◆ Supplied text ◆
— Start —

So: you may be entitled to interest in many cases, but it’s not a “blanket guarantee” if the delay is because verification/response/validation was pending on the assessee side.


Why this is hurting SMB cashflows (and what SMBs should do operationally)

If you’re an SMB, a refund isn’t a “bonus”—it’s your working capital coming back. When refunds slow down:

  • payroll/inventory/vendor cycles tighten,
  • overdrafts get used more,
  • and “expected refund” stops being a reliable inflow.

A lot of this pain comes from how withholding works (TDS often hits gross receipts, while margins and cash conversion are much thinner), which is why there’s recurring public discussion around simplifying TDS to improve cashflows. (The Economic Times)

What to do (practical):

  • Stop treating refunds as committed cash until status becomes issued.
  • Do a monthly AIS/26AS check so your ITR doesn’t become “response-dependent.”

— End —

◆ Tasks to complete ◆
a. Answer these questions from the passage on SMB tax refunds:
(i) Is interest a blanket guarantee when the refund delay is due to a pending verification, response, or validation on the assessee side?
(ii) What does TDS often hit, according to the passage?
(iii) How often does the passage advise doing an AIS/26AS check?
b. Proceed with the passage on SMB tax refunds, picking up after its final point about the AIS/26AS check.
The data placed after this text is separate material and has no connection to the passage on SMB tax refunds.

◆ Listed entries ◆
— Start —

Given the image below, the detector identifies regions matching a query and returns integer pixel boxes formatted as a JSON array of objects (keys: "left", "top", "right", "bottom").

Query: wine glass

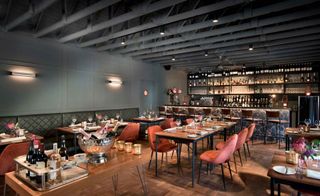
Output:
[
  {"left": 176, "top": 119, "right": 181, "bottom": 127},
  {"left": 71, "top": 116, "right": 77, "bottom": 125},
  {"left": 116, "top": 113, "right": 120, "bottom": 120},
  {"left": 88, "top": 116, "right": 93, "bottom": 123},
  {"left": 314, "top": 120, "right": 320, "bottom": 129},
  {"left": 304, "top": 118, "right": 311, "bottom": 127}
]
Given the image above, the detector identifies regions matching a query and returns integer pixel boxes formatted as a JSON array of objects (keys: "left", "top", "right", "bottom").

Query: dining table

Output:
[
  {"left": 155, "top": 121, "right": 236, "bottom": 187},
  {"left": 267, "top": 151, "right": 320, "bottom": 196},
  {"left": 56, "top": 121, "right": 128, "bottom": 154},
  {"left": 285, "top": 127, "right": 320, "bottom": 150}
]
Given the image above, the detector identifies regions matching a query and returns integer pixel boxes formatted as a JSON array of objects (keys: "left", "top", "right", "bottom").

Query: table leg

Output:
[
  {"left": 270, "top": 178, "right": 274, "bottom": 196},
  {"left": 156, "top": 136, "right": 159, "bottom": 176},
  {"left": 191, "top": 141, "right": 196, "bottom": 187}
]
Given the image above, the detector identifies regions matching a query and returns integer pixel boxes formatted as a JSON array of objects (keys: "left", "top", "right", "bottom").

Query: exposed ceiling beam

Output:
[
  {"left": 34, "top": 0, "right": 121, "bottom": 37},
  {"left": 135, "top": 27, "right": 320, "bottom": 59},
  {"left": 80, "top": 0, "right": 246, "bottom": 47},
  {"left": 122, "top": 9, "right": 320, "bottom": 56},
  {"left": 4, "top": 0, "right": 57, "bottom": 31},
  {"left": 59, "top": 0, "right": 186, "bottom": 43},
  {"left": 98, "top": 0, "right": 315, "bottom": 53}
]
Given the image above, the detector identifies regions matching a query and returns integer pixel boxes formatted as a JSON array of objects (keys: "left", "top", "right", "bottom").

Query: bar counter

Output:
[{"left": 163, "top": 105, "right": 292, "bottom": 142}]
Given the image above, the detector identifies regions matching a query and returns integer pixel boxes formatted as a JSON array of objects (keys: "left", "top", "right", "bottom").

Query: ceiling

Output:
[{"left": 0, "top": 0, "right": 320, "bottom": 71}]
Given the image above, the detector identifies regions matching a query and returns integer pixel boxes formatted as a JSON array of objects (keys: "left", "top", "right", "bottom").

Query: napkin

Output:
[
  {"left": 0, "top": 136, "right": 26, "bottom": 142},
  {"left": 307, "top": 169, "right": 320, "bottom": 180}
]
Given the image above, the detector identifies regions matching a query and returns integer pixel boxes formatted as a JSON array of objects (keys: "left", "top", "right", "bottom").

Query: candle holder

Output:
[
  {"left": 133, "top": 144, "right": 142, "bottom": 155},
  {"left": 124, "top": 142, "right": 132, "bottom": 152},
  {"left": 117, "top": 140, "right": 124, "bottom": 151}
]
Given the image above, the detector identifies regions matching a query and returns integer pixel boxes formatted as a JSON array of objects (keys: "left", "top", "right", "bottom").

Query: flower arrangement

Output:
[
  {"left": 292, "top": 137, "right": 320, "bottom": 159},
  {"left": 167, "top": 87, "right": 182, "bottom": 95}
]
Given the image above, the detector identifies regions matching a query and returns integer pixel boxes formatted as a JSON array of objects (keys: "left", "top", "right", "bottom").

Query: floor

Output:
[{"left": 0, "top": 139, "right": 304, "bottom": 196}]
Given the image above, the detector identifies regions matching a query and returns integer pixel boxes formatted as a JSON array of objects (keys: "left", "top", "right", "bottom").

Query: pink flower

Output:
[{"left": 7, "top": 122, "right": 16, "bottom": 129}]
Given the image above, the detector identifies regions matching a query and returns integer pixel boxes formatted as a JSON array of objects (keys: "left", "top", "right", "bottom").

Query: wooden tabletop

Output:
[
  {"left": 268, "top": 152, "right": 320, "bottom": 190},
  {"left": 132, "top": 117, "right": 164, "bottom": 122},
  {"left": 285, "top": 127, "right": 320, "bottom": 137},
  {"left": 0, "top": 133, "right": 43, "bottom": 146}
]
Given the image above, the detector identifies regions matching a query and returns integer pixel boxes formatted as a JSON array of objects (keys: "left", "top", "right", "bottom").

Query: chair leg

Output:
[
  {"left": 246, "top": 142, "right": 251, "bottom": 157},
  {"left": 238, "top": 149, "right": 243, "bottom": 166},
  {"left": 227, "top": 161, "right": 233, "bottom": 181},
  {"left": 233, "top": 153, "right": 238, "bottom": 173},
  {"left": 148, "top": 151, "right": 153, "bottom": 169},
  {"left": 198, "top": 160, "right": 202, "bottom": 184},
  {"left": 243, "top": 144, "right": 248, "bottom": 161},
  {"left": 220, "top": 164, "right": 226, "bottom": 190}
]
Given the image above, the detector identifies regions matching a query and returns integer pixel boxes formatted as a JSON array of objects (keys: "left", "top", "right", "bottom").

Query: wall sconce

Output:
[
  {"left": 108, "top": 80, "right": 122, "bottom": 87},
  {"left": 306, "top": 85, "right": 311, "bottom": 96},
  {"left": 10, "top": 71, "right": 36, "bottom": 78}
]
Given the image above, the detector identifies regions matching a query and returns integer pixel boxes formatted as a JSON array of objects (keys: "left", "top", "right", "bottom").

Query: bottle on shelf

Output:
[
  {"left": 59, "top": 135, "right": 69, "bottom": 162},
  {"left": 49, "top": 143, "right": 62, "bottom": 184}
]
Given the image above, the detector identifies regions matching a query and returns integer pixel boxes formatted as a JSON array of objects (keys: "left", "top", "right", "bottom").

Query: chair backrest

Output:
[
  {"left": 148, "top": 125, "right": 170, "bottom": 151},
  {"left": 214, "top": 134, "right": 238, "bottom": 164},
  {"left": 160, "top": 118, "right": 173, "bottom": 129},
  {"left": 0, "top": 142, "right": 30, "bottom": 175},
  {"left": 246, "top": 123, "right": 256, "bottom": 140},
  {"left": 186, "top": 118, "right": 194, "bottom": 124},
  {"left": 235, "top": 128, "right": 248, "bottom": 150},
  {"left": 118, "top": 123, "right": 140, "bottom": 142},
  {"left": 203, "top": 108, "right": 211, "bottom": 116},
  {"left": 241, "top": 110, "right": 252, "bottom": 118}
]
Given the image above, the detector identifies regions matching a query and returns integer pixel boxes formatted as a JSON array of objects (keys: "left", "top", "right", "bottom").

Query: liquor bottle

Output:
[
  {"left": 29, "top": 140, "right": 39, "bottom": 180},
  {"left": 49, "top": 143, "right": 62, "bottom": 184},
  {"left": 59, "top": 135, "right": 69, "bottom": 162}
]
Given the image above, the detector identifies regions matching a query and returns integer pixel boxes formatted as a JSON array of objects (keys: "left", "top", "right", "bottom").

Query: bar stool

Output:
[{"left": 265, "top": 111, "right": 289, "bottom": 148}]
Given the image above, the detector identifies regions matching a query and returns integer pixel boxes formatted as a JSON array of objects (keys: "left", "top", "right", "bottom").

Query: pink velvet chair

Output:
[
  {"left": 216, "top": 128, "right": 248, "bottom": 173},
  {"left": 148, "top": 125, "right": 177, "bottom": 168},
  {"left": 243, "top": 123, "right": 256, "bottom": 157},
  {"left": 118, "top": 123, "right": 140, "bottom": 142},
  {"left": 198, "top": 134, "right": 238, "bottom": 189},
  {"left": 0, "top": 142, "right": 30, "bottom": 176}
]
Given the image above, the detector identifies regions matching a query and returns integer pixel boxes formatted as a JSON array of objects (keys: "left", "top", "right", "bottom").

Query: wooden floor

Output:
[{"left": 0, "top": 141, "right": 304, "bottom": 196}]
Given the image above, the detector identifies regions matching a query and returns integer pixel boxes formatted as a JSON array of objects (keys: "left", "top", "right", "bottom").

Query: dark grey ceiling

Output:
[{"left": 0, "top": 0, "right": 320, "bottom": 70}]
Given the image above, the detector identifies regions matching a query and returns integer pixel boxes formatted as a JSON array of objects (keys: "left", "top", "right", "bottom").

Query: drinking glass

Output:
[
  {"left": 314, "top": 120, "right": 320, "bottom": 129},
  {"left": 304, "top": 118, "right": 311, "bottom": 127},
  {"left": 71, "top": 116, "right": 77, "bottom": 125},
  {"left": 176, "top": 119, "right": 181, "bottom": 127},
  {"left": 88, "top": 116, "right": 93, "bottom": 123}
]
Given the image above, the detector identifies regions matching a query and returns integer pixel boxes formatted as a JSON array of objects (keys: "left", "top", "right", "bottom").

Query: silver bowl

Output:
[{"left": 78, "top": 136, "right": 115, "bottom": 164}]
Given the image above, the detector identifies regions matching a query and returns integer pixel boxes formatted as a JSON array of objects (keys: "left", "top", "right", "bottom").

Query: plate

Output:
[
  {"left": 272, "top": 165, "right": 296, "bottom": 175},
  {"left": 188, "top": 134, "right": 198, "bottom": 138}
]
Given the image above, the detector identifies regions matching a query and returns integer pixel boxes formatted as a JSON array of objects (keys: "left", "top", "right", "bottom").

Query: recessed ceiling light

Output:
[{"left": 212, "top": 19, "right": 219, "bottom": 23}]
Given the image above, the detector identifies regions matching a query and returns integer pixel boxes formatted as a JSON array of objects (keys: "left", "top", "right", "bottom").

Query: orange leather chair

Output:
[
  {"left": 160, "top": 118, "right": 173, "bottom": 130},
  {"left": 118, "top": 123, "right": 140, "bottom": 142},
  {"left": 243, "top": 123, "right": 256, "bottom": 157},
  {"left": 148, "top": 125, "right": 177, "bottom": 168},
  {"left": 0, "top": 142, "right": 30, "bottom": 176},
  {"left": 216, "top": 128, "right": 248, "bottom": 173},
  {"left": 198, "top": 134, "right": 238, "bottom": 189}
]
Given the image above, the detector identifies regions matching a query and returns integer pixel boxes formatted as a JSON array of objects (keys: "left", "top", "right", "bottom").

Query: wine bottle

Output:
[
  {"left": 49, "top": 143, "right": 62, "bottom": 184},
  {"left": 59, "top": 135, "right": 68, "bottom": 161}
]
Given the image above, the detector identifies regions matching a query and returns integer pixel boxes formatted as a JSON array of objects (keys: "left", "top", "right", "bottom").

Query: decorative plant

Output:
[{"left": 292, "top": 137, "right": 320, "bottom": 159}]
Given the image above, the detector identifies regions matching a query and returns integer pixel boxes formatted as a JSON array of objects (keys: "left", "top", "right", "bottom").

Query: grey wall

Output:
[{"left": 0, "top": 33, "right": 165, "bottom": 116}]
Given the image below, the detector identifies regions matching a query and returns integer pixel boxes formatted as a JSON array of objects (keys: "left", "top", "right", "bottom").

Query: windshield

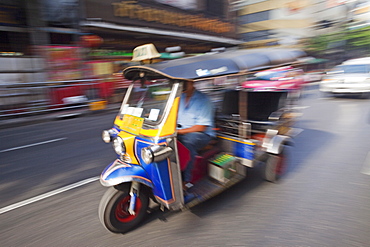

— End —

◆ Task-by-task answers ◆
a.
(i) No. It is not a blanket guarantee in that case.
(ii) Gross receipts.
(iii) Monthly.

b.
  • Keep bank validation and profile hygiene (account nomination, KYC-linked details) always current. (Income Tax Department)

Disclaimer

This article is a general informational update based on official portal guidance and publicly available information. It is not a substitute for professional advice tailored to your facts. Refund timelines and outcomes vary based on verification status, mismatches, outstanding demand position, portal communications, and permitted correction options for your assessment year. For your situation, always rely on your e-Filing portal status and official communications. (Income Tax India)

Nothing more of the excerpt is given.